- [To do]: Please count the lines in the entries below that contain the word "masks", and give only that number.

- [Entries supplied]:
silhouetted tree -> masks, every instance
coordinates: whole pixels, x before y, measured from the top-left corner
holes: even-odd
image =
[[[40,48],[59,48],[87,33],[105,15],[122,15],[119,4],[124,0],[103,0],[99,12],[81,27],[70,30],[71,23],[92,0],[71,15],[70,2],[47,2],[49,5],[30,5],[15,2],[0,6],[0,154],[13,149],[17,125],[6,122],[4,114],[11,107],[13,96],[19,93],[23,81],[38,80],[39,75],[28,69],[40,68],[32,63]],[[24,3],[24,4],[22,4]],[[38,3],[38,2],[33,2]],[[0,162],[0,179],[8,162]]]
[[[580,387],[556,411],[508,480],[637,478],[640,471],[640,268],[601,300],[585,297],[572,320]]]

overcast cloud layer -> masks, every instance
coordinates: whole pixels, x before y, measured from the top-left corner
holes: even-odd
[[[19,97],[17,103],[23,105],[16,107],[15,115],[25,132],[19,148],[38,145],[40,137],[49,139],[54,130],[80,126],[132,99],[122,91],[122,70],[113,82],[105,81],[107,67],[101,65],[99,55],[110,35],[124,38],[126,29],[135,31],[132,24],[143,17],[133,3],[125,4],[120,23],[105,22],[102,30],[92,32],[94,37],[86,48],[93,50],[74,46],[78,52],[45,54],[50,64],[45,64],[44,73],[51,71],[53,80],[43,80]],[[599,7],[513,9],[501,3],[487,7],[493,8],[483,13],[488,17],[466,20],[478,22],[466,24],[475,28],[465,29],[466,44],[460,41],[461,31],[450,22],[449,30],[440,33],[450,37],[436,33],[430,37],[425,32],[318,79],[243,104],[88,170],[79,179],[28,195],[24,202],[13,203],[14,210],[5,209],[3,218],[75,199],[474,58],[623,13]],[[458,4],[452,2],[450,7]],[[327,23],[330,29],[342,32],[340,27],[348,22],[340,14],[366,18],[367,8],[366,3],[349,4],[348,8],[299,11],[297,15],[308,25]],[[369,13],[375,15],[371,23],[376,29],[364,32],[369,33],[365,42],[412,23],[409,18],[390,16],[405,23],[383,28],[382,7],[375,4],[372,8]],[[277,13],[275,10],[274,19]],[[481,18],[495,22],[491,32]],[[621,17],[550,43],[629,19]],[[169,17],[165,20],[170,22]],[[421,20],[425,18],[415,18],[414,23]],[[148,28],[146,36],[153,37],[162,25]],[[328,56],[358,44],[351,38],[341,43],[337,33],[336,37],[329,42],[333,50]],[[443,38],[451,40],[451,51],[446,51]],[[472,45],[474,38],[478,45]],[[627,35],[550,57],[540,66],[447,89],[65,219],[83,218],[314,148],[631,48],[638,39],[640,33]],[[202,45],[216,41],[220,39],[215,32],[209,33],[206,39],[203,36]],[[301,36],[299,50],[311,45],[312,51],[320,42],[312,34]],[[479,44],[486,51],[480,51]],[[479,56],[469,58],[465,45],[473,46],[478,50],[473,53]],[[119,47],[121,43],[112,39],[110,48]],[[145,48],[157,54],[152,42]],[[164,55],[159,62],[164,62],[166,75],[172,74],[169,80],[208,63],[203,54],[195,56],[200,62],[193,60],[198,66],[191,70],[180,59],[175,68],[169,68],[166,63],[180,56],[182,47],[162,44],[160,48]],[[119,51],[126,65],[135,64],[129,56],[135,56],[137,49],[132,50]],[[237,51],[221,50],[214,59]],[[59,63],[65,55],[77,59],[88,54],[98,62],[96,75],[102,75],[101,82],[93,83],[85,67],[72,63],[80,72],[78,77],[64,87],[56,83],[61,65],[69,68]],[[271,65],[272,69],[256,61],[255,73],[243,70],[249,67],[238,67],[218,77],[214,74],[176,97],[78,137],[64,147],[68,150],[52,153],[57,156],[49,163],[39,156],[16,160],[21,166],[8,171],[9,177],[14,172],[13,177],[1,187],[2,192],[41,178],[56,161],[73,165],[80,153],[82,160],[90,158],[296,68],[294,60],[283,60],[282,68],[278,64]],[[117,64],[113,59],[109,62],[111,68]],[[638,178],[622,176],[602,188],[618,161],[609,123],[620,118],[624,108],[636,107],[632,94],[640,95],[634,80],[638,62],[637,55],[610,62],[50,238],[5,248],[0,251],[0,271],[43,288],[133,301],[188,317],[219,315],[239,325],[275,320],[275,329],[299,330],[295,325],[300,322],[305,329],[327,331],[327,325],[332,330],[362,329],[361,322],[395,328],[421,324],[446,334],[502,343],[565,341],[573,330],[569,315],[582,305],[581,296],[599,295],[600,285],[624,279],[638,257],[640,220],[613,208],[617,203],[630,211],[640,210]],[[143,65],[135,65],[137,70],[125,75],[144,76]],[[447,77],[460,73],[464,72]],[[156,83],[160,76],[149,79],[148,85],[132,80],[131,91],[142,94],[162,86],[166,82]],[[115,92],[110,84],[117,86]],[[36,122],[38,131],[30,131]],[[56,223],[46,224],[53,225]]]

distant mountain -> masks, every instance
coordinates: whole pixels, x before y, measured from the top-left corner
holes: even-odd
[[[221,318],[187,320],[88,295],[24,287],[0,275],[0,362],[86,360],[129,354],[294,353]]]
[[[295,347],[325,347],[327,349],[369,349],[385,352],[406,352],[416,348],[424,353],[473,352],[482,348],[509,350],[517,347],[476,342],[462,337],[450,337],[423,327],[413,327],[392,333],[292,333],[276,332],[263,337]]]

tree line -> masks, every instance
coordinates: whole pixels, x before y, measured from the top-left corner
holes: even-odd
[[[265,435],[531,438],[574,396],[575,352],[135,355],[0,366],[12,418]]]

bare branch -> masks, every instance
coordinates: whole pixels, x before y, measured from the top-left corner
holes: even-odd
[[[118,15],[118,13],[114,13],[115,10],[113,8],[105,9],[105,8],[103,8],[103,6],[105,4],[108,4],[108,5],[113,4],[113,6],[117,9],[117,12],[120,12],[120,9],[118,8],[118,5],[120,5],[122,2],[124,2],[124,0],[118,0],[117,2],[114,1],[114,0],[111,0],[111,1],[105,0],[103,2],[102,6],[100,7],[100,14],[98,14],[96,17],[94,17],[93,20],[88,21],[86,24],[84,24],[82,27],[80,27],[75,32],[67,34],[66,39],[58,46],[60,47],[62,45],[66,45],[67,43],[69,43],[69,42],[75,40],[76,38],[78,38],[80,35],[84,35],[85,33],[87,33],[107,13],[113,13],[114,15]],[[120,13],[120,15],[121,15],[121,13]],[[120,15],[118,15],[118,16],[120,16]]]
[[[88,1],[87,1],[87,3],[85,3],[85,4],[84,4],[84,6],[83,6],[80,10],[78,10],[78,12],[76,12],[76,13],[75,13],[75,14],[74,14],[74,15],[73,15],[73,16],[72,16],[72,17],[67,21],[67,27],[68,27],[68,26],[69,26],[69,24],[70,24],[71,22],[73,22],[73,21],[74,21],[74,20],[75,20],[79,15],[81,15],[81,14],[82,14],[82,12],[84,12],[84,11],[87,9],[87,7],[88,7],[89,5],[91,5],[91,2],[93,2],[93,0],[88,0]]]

- [The completed task]: 5